* **WHAT TO WORK ON**:
Scan the records below for the line with "Each point like <point>490,387</point>." and the line with "tag the red vein, one point per instance.", and retype that range exactly, both ends included, pictures excepted.

* **AVAILABLE DATA**:
_ _ _ _ _

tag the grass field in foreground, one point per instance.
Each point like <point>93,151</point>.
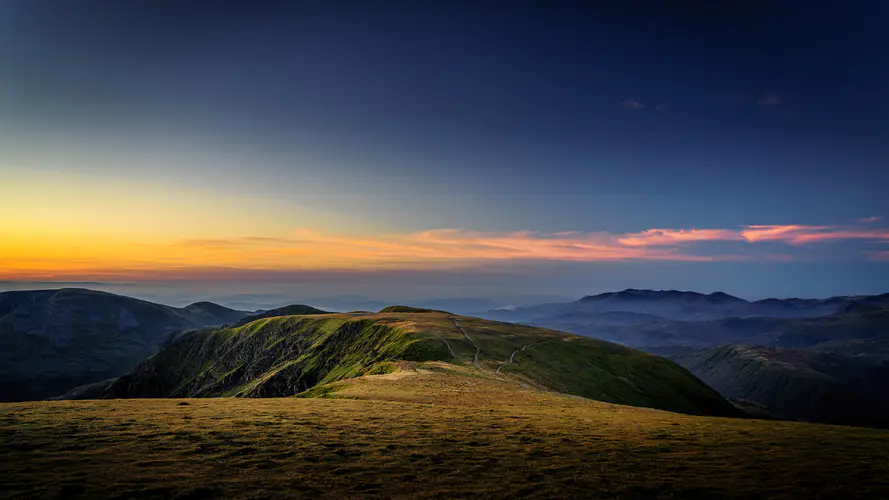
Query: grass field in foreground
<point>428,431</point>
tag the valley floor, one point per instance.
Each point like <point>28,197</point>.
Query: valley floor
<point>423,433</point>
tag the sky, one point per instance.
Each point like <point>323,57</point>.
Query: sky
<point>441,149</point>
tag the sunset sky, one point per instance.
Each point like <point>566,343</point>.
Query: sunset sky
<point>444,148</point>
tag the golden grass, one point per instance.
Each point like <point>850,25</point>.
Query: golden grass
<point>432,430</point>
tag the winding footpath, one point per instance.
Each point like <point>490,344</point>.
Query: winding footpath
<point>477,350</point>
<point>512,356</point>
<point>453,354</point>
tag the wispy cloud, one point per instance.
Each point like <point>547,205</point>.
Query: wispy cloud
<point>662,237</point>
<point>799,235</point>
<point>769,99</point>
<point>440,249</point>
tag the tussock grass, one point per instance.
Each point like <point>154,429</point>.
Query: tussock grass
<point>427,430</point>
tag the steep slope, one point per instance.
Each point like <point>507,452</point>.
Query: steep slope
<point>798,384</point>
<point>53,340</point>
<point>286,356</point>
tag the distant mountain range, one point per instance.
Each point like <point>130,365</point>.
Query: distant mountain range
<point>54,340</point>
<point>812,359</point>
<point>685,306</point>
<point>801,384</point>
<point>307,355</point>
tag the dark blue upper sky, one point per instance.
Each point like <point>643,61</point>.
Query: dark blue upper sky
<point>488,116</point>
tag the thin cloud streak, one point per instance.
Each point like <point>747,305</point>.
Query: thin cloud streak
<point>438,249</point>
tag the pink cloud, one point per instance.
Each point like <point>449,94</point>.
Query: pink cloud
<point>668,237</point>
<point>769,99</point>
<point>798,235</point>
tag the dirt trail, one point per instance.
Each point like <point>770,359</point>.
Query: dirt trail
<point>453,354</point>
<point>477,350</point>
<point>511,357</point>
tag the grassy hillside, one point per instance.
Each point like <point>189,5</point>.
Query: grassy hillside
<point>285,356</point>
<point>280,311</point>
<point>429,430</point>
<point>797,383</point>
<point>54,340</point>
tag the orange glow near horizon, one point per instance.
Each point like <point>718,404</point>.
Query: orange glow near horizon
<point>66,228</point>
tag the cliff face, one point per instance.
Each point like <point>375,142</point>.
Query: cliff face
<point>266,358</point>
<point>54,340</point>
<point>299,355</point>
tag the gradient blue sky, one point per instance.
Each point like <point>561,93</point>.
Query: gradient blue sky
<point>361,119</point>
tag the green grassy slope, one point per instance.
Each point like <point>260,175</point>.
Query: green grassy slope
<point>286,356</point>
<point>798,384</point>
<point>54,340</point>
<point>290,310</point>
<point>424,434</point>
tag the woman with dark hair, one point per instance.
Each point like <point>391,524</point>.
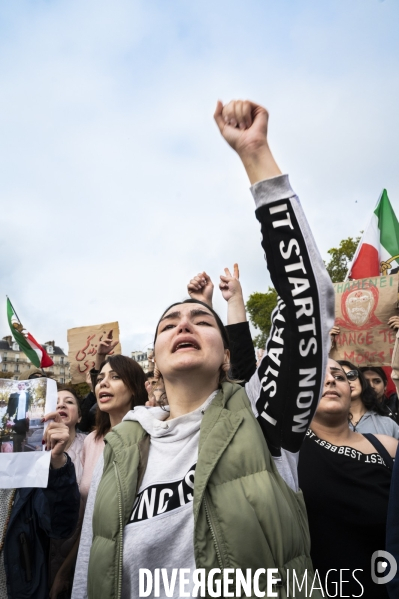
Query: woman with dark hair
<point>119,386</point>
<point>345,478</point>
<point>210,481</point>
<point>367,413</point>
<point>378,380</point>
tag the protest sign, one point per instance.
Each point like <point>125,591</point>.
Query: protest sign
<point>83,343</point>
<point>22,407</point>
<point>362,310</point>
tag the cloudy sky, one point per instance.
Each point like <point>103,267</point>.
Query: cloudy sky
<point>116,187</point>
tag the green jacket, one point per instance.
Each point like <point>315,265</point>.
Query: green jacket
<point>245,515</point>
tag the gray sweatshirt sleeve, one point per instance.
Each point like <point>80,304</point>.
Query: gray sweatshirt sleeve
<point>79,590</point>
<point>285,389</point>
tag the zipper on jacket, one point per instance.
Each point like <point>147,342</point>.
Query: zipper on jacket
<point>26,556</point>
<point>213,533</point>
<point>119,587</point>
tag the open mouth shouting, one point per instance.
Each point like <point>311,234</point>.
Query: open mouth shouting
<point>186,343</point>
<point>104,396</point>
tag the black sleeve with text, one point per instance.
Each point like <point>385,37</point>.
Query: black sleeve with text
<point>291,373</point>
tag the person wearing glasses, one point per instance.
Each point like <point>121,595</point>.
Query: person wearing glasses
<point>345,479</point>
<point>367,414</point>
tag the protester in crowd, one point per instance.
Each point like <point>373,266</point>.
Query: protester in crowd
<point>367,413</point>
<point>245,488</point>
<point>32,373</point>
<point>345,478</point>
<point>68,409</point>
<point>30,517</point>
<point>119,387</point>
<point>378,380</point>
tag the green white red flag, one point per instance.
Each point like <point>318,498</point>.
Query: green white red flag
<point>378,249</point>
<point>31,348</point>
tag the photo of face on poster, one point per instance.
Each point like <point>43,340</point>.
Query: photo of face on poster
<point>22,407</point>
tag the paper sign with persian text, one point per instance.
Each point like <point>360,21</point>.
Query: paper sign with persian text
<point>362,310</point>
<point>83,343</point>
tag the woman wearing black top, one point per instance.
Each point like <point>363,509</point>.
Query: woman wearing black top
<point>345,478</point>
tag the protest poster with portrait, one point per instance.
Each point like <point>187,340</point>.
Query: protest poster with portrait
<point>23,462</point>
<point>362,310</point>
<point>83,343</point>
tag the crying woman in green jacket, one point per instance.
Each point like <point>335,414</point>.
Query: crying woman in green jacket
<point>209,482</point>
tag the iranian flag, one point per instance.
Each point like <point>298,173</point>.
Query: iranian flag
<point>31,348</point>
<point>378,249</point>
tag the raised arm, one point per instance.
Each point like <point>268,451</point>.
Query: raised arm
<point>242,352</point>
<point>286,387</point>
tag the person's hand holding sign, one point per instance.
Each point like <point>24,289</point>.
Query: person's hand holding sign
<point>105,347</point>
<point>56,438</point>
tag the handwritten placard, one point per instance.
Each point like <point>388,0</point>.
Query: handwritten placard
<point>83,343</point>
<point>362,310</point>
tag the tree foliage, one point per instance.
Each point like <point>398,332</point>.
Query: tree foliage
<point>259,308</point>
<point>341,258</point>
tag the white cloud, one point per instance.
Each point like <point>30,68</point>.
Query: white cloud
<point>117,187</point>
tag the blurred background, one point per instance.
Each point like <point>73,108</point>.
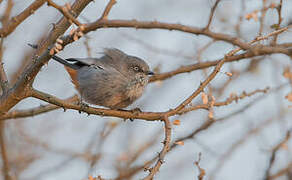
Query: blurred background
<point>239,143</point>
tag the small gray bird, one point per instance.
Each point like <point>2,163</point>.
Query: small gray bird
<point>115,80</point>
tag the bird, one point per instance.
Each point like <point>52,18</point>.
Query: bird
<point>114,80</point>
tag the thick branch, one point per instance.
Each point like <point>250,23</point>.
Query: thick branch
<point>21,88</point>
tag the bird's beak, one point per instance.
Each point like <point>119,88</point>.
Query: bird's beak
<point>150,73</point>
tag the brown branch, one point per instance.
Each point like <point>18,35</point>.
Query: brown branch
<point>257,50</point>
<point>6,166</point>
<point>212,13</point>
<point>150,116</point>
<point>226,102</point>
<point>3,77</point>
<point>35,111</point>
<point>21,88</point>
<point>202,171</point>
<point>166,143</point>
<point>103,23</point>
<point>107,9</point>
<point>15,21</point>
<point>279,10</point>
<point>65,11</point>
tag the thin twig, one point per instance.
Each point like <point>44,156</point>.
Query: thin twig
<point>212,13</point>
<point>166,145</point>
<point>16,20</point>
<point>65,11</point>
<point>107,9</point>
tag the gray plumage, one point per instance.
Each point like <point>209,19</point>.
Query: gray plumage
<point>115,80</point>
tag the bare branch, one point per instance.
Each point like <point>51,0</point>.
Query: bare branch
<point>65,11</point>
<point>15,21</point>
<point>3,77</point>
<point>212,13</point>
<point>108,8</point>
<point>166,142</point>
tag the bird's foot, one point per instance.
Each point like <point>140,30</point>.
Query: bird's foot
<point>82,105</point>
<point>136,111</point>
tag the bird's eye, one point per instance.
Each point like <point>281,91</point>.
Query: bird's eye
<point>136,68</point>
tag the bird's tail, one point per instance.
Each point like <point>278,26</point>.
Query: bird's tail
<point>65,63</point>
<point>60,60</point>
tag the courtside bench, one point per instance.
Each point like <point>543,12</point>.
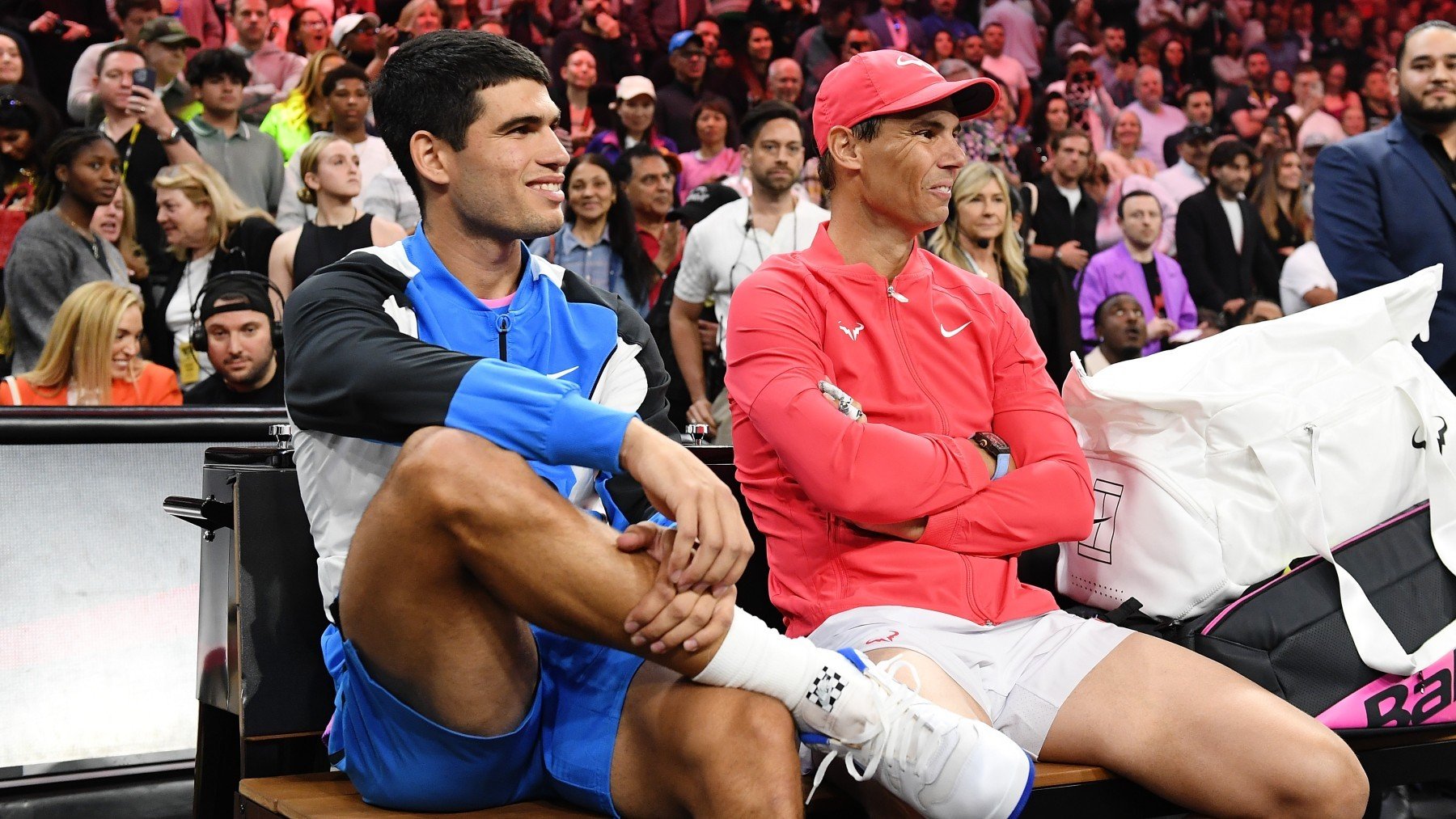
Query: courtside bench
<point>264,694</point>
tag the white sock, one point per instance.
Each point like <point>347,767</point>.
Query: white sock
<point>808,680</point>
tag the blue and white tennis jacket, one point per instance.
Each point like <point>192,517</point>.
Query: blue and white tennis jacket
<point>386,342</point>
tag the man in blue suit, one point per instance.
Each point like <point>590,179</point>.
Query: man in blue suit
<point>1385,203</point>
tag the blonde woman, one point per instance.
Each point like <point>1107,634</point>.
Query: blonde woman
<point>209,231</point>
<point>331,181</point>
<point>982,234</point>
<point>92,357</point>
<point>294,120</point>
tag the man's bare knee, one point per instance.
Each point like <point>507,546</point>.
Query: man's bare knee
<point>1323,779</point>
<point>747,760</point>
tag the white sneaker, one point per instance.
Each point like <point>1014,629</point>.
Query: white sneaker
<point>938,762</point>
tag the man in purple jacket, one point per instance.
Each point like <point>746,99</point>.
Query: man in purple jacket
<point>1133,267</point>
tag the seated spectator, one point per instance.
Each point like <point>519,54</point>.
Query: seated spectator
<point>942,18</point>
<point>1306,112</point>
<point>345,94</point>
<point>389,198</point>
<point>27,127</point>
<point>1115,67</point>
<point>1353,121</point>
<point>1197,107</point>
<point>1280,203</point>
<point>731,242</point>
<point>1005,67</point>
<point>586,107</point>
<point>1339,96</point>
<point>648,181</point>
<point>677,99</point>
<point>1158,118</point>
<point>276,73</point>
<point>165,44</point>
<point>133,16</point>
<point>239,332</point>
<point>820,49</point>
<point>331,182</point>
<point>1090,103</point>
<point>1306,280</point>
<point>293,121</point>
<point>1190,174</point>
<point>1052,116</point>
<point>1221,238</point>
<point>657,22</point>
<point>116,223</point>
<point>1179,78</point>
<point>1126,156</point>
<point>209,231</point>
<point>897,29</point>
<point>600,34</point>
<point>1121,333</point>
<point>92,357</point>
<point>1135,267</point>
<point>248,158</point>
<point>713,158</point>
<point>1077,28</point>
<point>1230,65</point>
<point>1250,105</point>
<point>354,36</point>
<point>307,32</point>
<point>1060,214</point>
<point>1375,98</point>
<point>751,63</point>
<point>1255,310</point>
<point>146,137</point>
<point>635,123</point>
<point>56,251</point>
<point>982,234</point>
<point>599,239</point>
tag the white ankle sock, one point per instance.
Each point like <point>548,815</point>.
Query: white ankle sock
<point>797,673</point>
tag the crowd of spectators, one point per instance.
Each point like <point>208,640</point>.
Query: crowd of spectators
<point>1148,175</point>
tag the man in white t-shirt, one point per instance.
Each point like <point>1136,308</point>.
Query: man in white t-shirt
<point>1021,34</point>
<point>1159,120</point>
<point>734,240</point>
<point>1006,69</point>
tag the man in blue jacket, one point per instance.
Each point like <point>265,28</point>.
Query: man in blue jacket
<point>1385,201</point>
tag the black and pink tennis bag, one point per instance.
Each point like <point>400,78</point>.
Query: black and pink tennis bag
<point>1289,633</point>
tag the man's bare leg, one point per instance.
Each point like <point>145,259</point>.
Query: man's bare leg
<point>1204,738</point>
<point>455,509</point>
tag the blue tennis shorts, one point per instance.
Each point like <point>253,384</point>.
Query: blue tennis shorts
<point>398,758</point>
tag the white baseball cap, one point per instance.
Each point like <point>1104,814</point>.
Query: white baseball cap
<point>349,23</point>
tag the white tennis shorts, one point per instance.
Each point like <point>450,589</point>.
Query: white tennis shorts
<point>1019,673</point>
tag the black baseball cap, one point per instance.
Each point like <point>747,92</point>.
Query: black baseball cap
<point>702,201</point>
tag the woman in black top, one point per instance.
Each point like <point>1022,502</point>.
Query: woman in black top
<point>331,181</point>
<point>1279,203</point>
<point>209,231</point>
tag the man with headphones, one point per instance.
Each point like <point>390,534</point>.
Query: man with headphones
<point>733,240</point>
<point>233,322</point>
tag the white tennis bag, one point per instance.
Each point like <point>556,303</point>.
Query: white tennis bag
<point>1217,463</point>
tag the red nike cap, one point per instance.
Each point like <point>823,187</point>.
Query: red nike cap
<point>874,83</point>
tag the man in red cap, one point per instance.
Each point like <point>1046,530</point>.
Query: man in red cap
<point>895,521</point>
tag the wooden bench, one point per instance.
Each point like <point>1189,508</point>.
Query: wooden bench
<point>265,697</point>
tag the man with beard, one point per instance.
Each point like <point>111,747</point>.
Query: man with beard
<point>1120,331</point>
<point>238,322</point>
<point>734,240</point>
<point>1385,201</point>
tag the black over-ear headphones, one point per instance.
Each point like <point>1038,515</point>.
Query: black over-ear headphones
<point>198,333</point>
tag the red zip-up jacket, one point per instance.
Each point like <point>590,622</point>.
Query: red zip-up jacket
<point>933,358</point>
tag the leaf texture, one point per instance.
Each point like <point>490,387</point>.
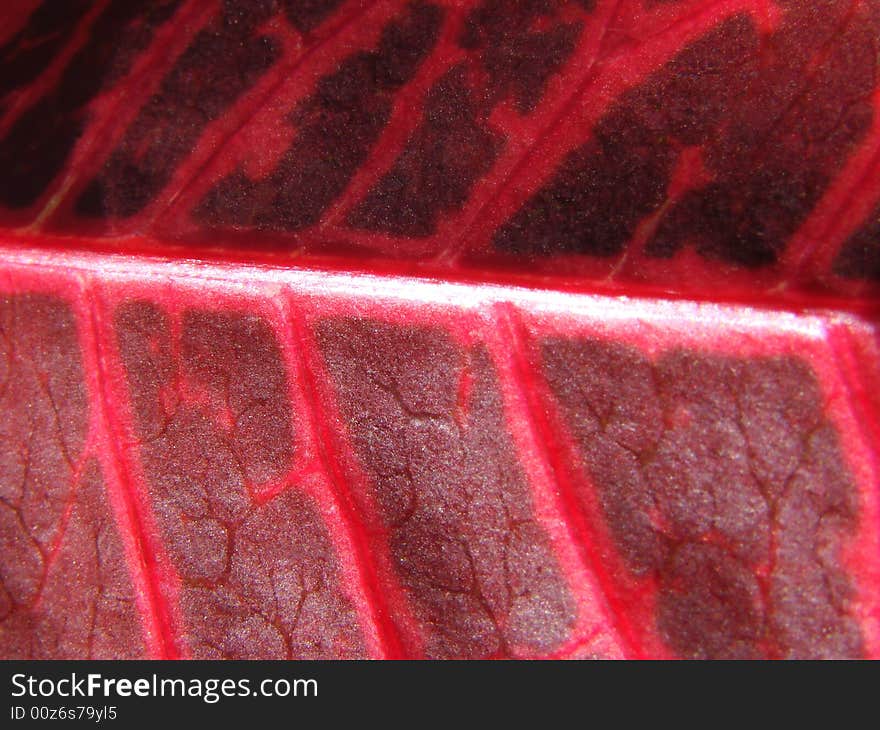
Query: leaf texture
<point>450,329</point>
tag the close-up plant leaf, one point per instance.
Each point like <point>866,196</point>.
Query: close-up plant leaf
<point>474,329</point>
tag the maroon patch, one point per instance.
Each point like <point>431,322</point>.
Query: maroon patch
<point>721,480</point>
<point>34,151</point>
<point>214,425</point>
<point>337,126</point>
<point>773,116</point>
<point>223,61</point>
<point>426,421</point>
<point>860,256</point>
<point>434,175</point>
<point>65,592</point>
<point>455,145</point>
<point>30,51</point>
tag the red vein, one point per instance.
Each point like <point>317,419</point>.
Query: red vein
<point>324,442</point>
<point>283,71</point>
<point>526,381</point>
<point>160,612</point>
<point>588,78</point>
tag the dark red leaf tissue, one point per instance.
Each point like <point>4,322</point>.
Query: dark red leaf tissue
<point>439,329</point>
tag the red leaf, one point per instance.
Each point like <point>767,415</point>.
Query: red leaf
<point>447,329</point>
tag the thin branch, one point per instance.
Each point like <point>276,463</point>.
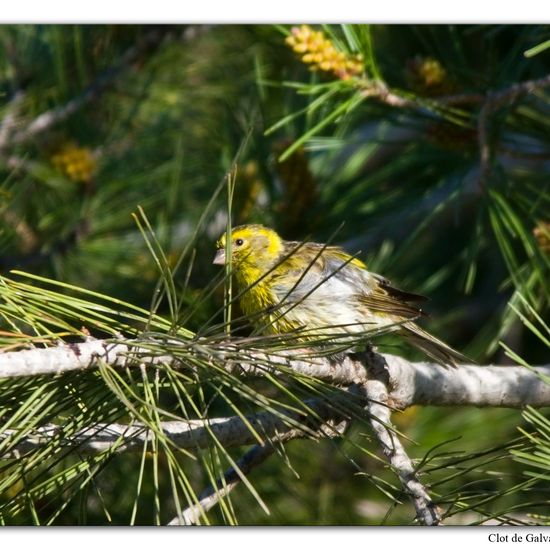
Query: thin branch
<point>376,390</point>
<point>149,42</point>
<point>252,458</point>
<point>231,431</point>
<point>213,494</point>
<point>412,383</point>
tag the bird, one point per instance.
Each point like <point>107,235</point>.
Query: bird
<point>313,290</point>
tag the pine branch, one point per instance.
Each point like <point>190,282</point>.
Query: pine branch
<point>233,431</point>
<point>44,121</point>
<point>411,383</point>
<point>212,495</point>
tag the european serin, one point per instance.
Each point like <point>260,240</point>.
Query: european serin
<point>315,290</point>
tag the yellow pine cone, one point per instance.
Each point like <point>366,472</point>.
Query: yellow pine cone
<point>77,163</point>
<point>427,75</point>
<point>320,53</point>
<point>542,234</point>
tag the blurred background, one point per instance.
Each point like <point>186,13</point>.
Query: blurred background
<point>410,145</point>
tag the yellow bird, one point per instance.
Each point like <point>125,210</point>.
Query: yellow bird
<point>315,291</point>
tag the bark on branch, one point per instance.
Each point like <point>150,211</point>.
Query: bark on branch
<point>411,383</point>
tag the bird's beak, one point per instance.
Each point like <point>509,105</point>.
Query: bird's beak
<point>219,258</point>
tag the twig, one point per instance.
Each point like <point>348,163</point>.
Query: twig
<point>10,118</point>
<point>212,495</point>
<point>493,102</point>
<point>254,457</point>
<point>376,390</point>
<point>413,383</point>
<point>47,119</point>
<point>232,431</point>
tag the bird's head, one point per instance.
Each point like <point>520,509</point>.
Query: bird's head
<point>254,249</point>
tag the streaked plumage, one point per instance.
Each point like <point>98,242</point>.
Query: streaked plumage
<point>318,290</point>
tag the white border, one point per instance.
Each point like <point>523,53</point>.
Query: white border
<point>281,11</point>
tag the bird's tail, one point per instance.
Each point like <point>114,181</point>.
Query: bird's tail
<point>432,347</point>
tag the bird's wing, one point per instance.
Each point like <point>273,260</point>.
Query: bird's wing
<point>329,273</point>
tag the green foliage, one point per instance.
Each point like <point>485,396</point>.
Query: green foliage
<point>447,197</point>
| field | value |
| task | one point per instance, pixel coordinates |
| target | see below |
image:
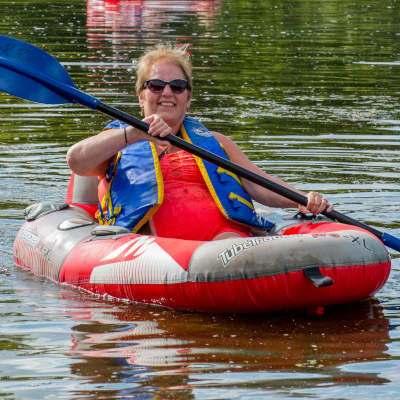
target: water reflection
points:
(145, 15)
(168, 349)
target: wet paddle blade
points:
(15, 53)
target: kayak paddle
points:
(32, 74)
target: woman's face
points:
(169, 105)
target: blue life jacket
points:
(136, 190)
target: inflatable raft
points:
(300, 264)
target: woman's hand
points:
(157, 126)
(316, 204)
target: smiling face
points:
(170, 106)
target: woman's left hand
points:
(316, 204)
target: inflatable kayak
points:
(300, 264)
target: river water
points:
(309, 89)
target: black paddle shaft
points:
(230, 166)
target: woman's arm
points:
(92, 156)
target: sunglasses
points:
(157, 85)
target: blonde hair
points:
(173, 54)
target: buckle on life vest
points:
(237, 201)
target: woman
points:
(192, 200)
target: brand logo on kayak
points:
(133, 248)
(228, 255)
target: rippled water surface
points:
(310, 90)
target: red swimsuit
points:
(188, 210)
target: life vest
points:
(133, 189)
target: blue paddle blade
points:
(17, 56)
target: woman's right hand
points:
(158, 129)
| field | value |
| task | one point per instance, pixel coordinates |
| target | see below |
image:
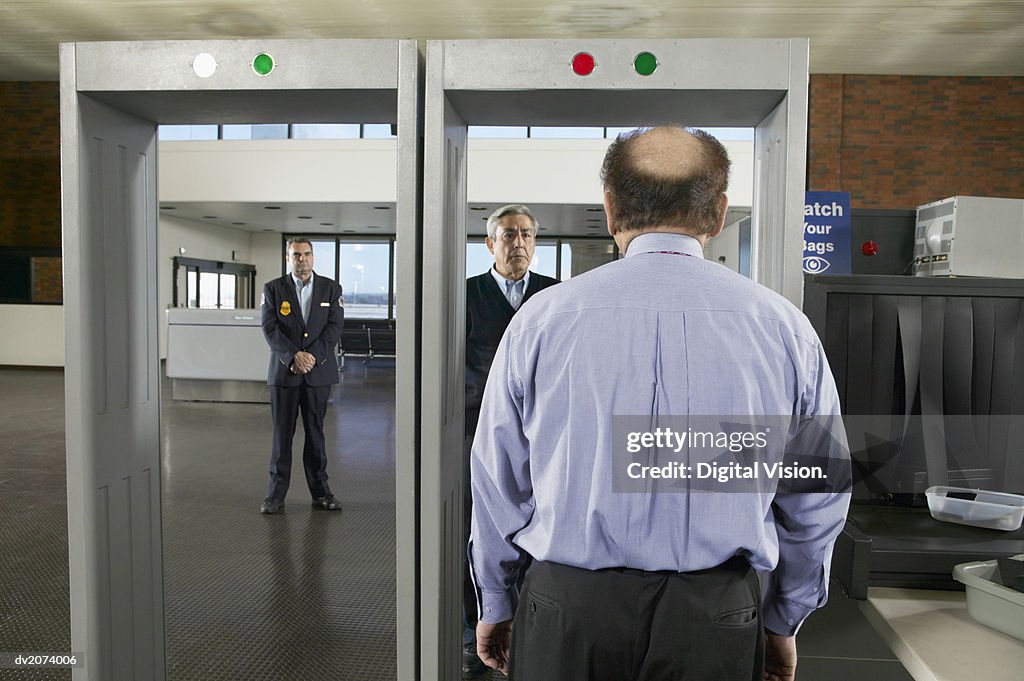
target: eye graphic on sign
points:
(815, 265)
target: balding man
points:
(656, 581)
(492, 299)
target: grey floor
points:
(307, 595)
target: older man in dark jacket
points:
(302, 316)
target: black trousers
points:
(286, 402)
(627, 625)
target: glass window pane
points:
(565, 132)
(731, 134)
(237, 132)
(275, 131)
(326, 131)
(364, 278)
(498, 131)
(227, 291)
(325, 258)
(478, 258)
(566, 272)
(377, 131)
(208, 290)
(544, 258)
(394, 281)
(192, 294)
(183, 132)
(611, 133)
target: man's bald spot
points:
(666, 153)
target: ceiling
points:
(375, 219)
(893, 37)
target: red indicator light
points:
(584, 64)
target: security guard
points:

_ _ _ _ _

* **ANSWER FOR THE TASK**:
Each point like <point>490,387</point>.
Query: leaf texture
<point>450,329</point>
tag the close-up plant leaf, one point per instance.
Each point like <point>866,196</point>.
Query: close-up plant leaf
<point>474,329</point>
tag the maroon patch, one point per instance.
Each point like <point>431,322</point>.
Query: maroon patch
<point>721,480</point>
<point>34,151</point>
<point>214,425</point>
<point>337,126</point>
<point>773,116</point>
<point>223,61</point>
<point>426,421</point>
<point>860,256</point>
<point>434,175</point>
<point>65,592</point>
<point>455,145</point>
<point>30,51</point>
tag the red vein, one point per instance.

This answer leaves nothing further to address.